[Items from a dataset]
---+---
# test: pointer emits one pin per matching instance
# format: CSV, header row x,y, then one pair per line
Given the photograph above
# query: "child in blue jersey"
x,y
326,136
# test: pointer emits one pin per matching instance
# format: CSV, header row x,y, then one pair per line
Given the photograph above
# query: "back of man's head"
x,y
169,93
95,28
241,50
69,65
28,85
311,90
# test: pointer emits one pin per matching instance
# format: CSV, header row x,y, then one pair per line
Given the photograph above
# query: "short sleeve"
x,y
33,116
---+---
Problem: Once the records have been read, print them all again exactly.

Solution to this exercise:
# test: pointer emits one pin per matching instance
# format: CSV, header row x,y, then one pair per line
Given the photograph above
# query: "child in blue jersey"
x,y
326,136
# test: pointer emits one pin per matching instance
# format: CSV, header row x,y, then one pair per line
Given the photograph above
# query: "back of man's head"
x,y
169,93
95,28
241,50
69,65
28,85
311,90
# test: pointer emits one pin per matching instance
# format: CSV, header row x,y, then one pair per line
Given the photograph above
# query: "short sleeve"
x,y
33,116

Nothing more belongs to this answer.